_What you will do_: Find every line in the records below that contains the string "following", and copy each one. Matching is case-sensitive.

Items from a data source:
>> BEGIN

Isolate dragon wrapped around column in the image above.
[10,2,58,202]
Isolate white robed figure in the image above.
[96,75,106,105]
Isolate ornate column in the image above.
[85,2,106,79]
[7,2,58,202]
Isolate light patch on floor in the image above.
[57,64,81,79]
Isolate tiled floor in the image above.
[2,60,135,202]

>> END
>> BEGIN

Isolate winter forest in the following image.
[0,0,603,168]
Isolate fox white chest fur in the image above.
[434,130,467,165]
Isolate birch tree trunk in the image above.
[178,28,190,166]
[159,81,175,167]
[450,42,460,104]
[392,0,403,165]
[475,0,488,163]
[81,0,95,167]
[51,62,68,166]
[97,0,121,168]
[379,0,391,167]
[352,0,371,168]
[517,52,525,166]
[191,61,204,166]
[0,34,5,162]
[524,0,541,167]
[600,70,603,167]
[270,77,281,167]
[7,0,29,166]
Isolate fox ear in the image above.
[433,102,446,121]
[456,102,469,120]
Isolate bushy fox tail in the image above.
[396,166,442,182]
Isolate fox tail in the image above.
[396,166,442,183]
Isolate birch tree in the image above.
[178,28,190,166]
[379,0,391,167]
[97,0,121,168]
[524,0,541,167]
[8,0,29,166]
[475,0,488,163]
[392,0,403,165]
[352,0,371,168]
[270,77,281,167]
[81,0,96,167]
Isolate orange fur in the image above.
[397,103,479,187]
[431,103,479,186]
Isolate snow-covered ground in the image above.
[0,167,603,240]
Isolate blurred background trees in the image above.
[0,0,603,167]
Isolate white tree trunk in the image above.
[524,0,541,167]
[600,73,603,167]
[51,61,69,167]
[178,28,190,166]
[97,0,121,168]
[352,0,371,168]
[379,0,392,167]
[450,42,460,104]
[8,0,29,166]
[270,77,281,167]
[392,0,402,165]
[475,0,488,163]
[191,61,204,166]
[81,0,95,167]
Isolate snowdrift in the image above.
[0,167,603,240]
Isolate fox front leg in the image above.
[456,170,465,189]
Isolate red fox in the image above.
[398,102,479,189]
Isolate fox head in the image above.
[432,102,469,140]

>> END
>> BEGIN

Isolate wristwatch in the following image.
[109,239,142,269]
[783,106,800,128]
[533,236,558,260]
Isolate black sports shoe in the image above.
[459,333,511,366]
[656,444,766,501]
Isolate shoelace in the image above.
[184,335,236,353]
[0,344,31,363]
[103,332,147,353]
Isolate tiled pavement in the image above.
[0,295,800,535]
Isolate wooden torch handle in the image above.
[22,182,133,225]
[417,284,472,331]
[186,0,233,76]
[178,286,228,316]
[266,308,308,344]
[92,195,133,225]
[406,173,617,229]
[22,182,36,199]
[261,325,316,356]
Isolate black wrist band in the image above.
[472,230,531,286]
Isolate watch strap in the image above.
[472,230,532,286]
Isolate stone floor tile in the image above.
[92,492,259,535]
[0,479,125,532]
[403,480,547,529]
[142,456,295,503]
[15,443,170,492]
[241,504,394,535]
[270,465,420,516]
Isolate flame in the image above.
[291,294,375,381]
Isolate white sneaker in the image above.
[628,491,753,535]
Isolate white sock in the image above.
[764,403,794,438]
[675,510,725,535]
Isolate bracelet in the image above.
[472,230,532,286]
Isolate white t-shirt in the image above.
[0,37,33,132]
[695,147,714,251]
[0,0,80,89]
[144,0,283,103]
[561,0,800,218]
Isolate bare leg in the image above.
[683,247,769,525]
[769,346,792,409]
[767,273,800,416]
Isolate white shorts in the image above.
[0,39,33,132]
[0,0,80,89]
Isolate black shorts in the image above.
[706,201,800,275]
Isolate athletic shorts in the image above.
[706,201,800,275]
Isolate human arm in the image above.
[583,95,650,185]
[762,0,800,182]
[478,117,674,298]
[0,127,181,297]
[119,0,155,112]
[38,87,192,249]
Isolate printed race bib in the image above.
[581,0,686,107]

>> END

_Answer to this task_:
Isolate winter forest in the following image.
Isolate wristwatch in the following image.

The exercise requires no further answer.